[Items listed in a dataset]
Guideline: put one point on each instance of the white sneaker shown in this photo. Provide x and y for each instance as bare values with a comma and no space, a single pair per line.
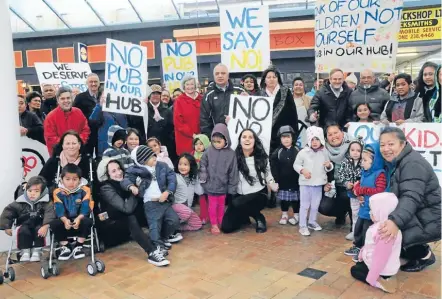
350,237
35,255
304,231
283,220
314,226
25,255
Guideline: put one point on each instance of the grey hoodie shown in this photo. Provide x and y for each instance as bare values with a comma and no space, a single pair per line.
218,168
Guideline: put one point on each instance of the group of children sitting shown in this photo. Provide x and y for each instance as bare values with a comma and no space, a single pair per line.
168,196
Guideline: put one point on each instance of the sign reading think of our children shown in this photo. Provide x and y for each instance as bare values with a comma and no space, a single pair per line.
178,60
245,38
424,138
126,77
356,34
251,112
63,74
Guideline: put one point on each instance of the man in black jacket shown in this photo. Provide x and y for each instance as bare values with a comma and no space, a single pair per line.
330,103
216,101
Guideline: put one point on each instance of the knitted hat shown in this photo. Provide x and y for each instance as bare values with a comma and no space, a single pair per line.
142,154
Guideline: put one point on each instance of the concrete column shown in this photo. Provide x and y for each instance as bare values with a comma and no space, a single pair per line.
10,151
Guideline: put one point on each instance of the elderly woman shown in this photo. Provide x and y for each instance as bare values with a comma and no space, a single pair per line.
70,149
186,115
337,146
254,177
30,125
123,212
418,214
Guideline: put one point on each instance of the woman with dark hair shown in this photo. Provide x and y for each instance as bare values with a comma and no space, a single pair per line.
429,90
124,213
33,100
70,149
254,177
250,84
405,106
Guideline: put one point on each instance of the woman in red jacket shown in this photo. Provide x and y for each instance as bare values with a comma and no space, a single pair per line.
186,115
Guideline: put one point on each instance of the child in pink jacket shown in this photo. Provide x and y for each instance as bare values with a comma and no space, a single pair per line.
378,259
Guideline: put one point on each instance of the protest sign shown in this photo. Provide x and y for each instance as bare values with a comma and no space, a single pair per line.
126,77
252,113
356,35
245,38
61,74
424,138
178,60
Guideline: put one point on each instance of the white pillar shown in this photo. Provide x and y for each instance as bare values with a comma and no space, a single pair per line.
10,151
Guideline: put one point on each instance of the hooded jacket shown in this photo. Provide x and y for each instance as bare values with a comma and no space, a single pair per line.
186,120
331,109
42,211
313,160
215,106
72,203
373,180
414,182
218,168
103,121
414,109
120,154
374,96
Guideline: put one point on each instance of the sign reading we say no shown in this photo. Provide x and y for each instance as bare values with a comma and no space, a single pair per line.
178,60
245,38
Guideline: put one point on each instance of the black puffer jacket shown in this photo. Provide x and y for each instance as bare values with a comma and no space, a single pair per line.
215,106
418,214
331,109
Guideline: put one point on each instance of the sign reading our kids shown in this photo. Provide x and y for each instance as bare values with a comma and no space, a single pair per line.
357,34
178,60
245,38
126,77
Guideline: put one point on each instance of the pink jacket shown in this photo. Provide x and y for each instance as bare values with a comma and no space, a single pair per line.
380,257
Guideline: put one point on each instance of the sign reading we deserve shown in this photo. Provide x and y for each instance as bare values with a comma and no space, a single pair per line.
63,74
245,38
425,138
126,77
251,112
178,60
355,35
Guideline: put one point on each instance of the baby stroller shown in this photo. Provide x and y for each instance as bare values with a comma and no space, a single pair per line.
50,267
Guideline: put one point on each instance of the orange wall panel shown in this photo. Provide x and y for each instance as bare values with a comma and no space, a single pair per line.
41,55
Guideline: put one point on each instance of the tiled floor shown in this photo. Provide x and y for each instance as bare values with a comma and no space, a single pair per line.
240,265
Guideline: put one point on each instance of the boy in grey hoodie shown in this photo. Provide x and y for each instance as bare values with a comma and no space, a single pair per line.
218,174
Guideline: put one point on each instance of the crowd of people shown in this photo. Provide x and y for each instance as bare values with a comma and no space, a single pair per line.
154,177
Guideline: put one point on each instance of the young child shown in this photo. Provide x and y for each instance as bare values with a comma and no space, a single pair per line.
33,211
218,174
200,143
379,260
312,164
349,173
186,187
116,140
281,164
160,151
72,207
156,183
373,181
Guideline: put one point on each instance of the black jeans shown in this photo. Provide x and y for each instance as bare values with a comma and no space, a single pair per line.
243,207
361,228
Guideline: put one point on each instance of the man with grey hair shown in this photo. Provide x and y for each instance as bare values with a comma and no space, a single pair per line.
64,118
216,101
368,92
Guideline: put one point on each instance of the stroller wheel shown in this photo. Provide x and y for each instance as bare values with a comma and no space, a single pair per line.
44,271
91,269
11,274
100,266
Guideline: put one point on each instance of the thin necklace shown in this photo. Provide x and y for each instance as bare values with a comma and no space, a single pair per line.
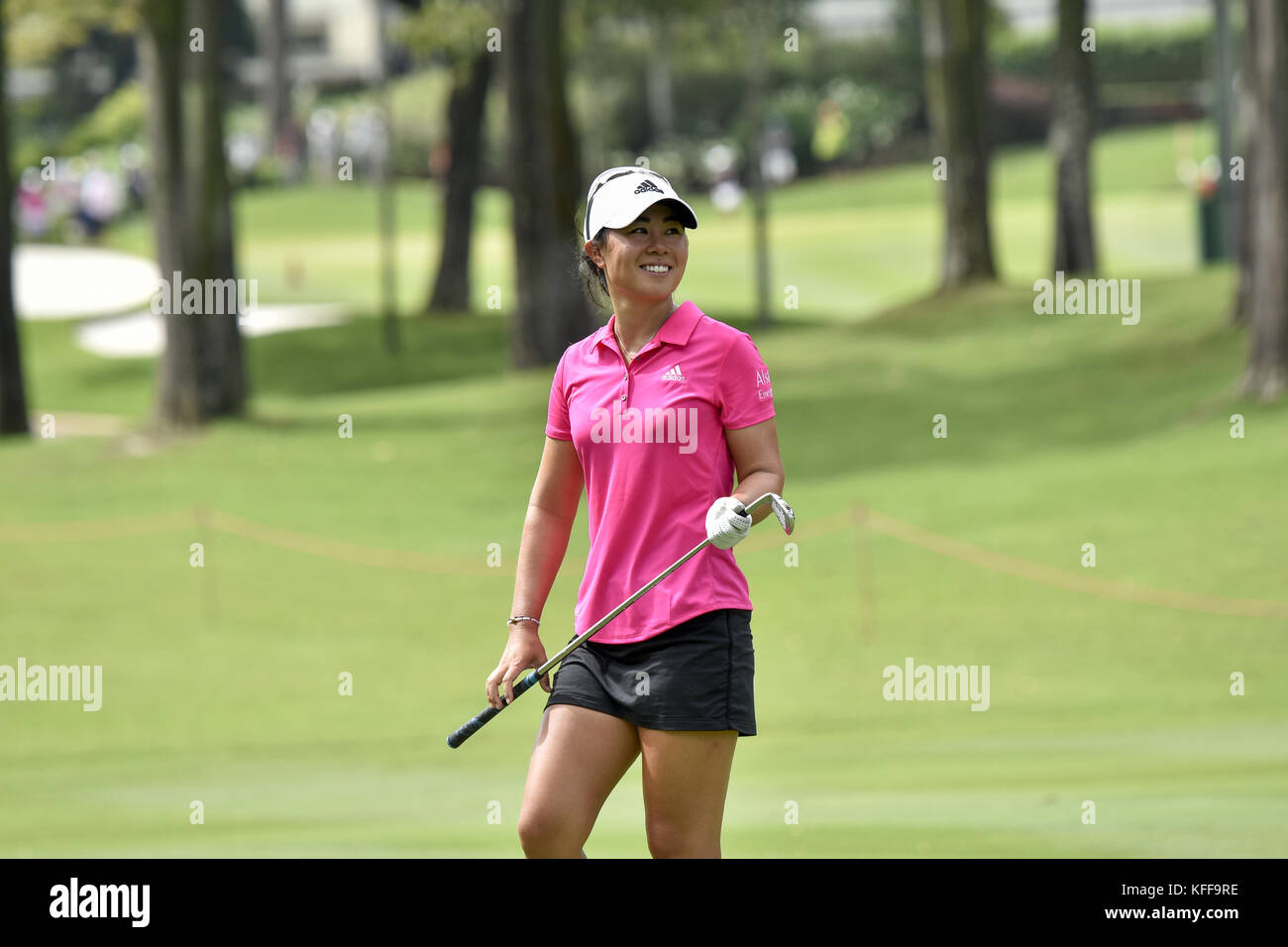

▶ [WHAT TO DO] Can you reproduce all of the entries above word for word, leaving out the pictures?

▶ [WRITTEN RESPONSE]
Guideline: put one point on each instance of the white sneaker shown in this photo. Provide x and y for each instance as bare values with a comma and no space, a single pair per line.
350,237
35,255
304,231
283,220
314,226
25,255
Guideline: put one point on each instance of the grey hoodie shown in this photo. Provide x and y for each instance as bare values with a comma and no space, a single pair per line.
218,168
Guideline: put one point on each instance of the group of children sitting shown in this photo. Provide x and y for each instance as bare values with a comma and no space, a single pair per line.
168,196
Guideline: put one point on each instance of the sign reading think of our children shown in this photo. Provide x and y for each instance as bare values with a comma and no space, a single pair per line.
178,60
245,38
424,138
126,77
356,34
251,112
63,74
Guideline: put one point on each instance of the man in black jacket shown in this photo. Provide x and y for each instance as bare values with a comma and no space, a single pair per line.
330,103
216,101
Guideline: put one point on each instance of the knitted hat shown in this photo. Provide x and y for each instance as bare values with a comma and no space, a single pair per line.
142,154
Guideline: put one point on each instance of the concrete column shown in this photo. Provide x and y for each instance as bare values with a comma and no space, a single pair per line.
10,151
Guideline: put one point on each instance of the elderly woman shown in this photo. Provide x and y for each instance as bare values with a comma and no space, a single pair per line.
70,149
186,115
337,146
254,177
30,125
123,212
418,214
Guideline: put one point on each instance of the woman with dark hair shown in this photo. Provide x and y for each instance as bare values with a comma and no space, a single pair per line.
429,90
124,213
33,100
70,149
254,177
250,84
405,106
Guideline: put one point on each instance of the woman in red jacket shown in this photo. Provide x and y for each instance as bare values with a comma and no space, a single pair per line.
186,115
Guideline: put one point on each instance of the child in pink jacket shown in this photo. Provide x and y for each instance as bare values with a comma and no space, a single pair per line.
378,259
Guideline: put one point on each instance of the protest sign shown in this photo. Provide x and y for each instance as bare values with a comma and no space, a single pair per line.
126,77
252,113
356,35
245,38
61,74
424,138
178,60
Guideline: put one point on each instance of the white pillar shown in this photo. Provide x and y for each instance as bare values with a comma and no space, a single pair per line.
10,151
Guideline: put one point on each instance of the hooded jacket shown in this photo. Provide x and y for each instance as bare values with a comma and no space, a single pair per line.
186,120
331,109
42,211
313,160
215,106
72,203
373,180
414,182
218,168
103,121
414,109
120,154
374,96
Guideline: put one point on each instance of the sign reading we say no shown in this photo. Provide x and y for each instance as bare values with a comma and no space, a single pair per line.
178,60
245,38
Guideline: put one point on each instance of the black puffer jacket shown in this photo. Provide x and y for each instance as bare values with a comma and no space, a single pair per line.
215,106
418,214
331,109
Guideline: put one point on each instance of the sign reading our kids shown in this photo. Provide x and y for each instance as bare values with a comma and no space, a single pair per line.
357,34
178,60
245,38
126,77
Guideline: put one point on each instance of the pink jacket shown in this photo. Provide x and y for each instance as bare values with a comma and no space, a single pair per line.
380,257
Guideline: put one point on each instance of the sign reading we deserve shown in this photo. Provide x and y for each instance as bare values with a comma and no space, a single pair per line.
63,74
245,38
425,138
126,77
251,112
178,60
355,35
Guideline: put one point on each instance of the baby stroller shown in this photo. Provide x and y for each instance as bare values with a comma and no space, a single pair per line.
50,267
Guideline: put one point on each instance of the orange wall panel shown in this photo. Provide x and y for each instance as bare values with a comma and no space, a single pair per line.
41,55
Guideline: put one point on each instance of the tiled floor shown in this photo. Provide x and y for each instance as bare values with a comma and no space, a single pair per line.
240,265
Guideline: put one point on each instance of the boy in grey hoodie shown in this photo. Provide x and y for each instance as bare values with a comma and no space, a single pair per line.
218,174
Guideline: put one point on each instance of the crowd of people shown in this photo. Provide x and y for each instance as bare values with a comma and no space, a single pair per line.
154,177
Guideline: put one point on each instance of the young child shown in this photo. Provide x and y for each instance as bare values with a comma and no space, a single pair per line.
33,211
218,174
200,143
379,260
312,164
349,173
186,187
116,140
281,164
160,151
72,207
156,183
373,181
Guideline: put one point on each instance of the black jeans shown in this photo. Provide x and y for each instance as bare values with a comma and no space, a single pair per line.
243,207
361,228
Guideline: put one point on each instance of the man with grey hair shown in this photo. Provide x and y for each instance as bare values with a comma and no space, a single pair per line.
64,118
216,101
368,92
Guideline: put one point on each instance of the stroller wheel shown in this photo. Provide x and y for each instance as bare values with a comma and no space, a single pair per line.
44,271
91,269
11,274
100,266
Guideline: put one point on each instance of the thin necklace shown in this photo. Provide x and y for each instance as bare values with a comma and no space, a single pair per line.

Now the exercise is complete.